→ The tasks
1) Answer these questions from the passage about the split ring on Ruffian:
(a) Where was the split ring found?
(b) Which parts of the boat were checked while searching for the ring's source?
(c) Where had the ring actually come from?
2) According to the passage about the split ring on Ruffian, why did relief finally come over the crew?

→ Excerpt to read
━━━━━━━━━━━━━━━━━━━━━━━━━━━━━━

The stress levels were at an all time low as Ruffian scooted along, but it was to change in an instant. The fear of rig failure cursed through us after we found an errant split ring, innocently sitting on the deck, minding its own business. Where had it come from? What was it holding up? Where was the pin it came from? Was something terrible about to happen?

We searched the decks, looked at the mast, tested the rigging, played with the sheets and nowhere could we see where the ring had come from. We were sailing on tenterhooks, waiting for the catastrophic to happen.

Finally relief flowed over us as high up on the mainsail we spied something was amiss. The ring had simple ‘fallen off’ a batten luff box; the mast wasn’t going to fall down; nothing horrible was going to happen. Within minutes the main was down and back up again and everything was fixed; we could once again breath.

━━━━━━━━━━━━━━━━━━━━━━━━━━━━━━

→ Items
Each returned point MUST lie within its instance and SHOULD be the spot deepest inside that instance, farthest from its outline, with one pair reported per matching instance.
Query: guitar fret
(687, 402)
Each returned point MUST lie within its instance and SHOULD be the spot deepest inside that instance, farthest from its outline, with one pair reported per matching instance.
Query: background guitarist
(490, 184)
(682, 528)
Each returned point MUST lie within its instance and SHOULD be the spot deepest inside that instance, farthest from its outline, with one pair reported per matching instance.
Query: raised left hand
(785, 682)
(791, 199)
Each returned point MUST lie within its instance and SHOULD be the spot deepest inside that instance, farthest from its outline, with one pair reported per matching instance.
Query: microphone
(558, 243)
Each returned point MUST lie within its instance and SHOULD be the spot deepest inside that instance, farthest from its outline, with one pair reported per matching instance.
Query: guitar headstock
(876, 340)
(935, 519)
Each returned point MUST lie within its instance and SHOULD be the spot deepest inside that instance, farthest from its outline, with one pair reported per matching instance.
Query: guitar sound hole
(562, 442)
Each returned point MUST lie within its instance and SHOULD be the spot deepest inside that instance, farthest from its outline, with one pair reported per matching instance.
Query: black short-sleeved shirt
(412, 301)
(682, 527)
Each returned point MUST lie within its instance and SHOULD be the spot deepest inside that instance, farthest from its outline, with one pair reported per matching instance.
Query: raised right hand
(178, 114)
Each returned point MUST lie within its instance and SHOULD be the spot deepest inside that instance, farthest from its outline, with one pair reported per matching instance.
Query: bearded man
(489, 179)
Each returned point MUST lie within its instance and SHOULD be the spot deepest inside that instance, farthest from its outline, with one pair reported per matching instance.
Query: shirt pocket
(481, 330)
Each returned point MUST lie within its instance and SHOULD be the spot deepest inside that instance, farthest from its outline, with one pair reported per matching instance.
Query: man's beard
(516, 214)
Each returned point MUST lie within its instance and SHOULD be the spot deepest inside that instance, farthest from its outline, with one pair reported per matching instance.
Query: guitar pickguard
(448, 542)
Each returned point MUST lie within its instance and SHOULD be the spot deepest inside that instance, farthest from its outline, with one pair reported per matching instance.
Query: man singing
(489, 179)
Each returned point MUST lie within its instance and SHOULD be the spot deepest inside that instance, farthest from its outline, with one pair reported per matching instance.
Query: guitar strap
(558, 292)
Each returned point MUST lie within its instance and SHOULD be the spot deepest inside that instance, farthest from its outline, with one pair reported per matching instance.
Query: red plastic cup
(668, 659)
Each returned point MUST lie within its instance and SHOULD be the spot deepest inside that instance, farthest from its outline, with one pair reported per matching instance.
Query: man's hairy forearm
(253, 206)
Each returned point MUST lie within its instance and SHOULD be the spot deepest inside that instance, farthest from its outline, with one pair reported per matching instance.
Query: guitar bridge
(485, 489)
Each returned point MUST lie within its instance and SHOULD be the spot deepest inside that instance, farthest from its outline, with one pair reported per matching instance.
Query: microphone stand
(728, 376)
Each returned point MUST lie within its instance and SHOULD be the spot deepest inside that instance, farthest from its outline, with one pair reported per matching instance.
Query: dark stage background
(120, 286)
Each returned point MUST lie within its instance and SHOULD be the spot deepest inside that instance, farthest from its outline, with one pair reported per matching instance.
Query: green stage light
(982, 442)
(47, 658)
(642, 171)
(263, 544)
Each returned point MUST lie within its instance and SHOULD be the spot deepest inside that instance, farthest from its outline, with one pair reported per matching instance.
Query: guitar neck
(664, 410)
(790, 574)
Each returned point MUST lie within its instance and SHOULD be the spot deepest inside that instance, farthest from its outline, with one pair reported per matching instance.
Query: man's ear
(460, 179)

━━━━━━━━━━━━━━━━━━━━━━━━━━━━━━

→ Answers
1)
(a) Sitting on the deck.
(b) The decks, the mast, the rigging and the sheets.
(c) A batten luff box high up on the mainsail.

2) They spotted the problem high up on the mainsail. The ring had only fallen off a batten luff box, so the mast was not going to fall and nothing terrible was about to happen.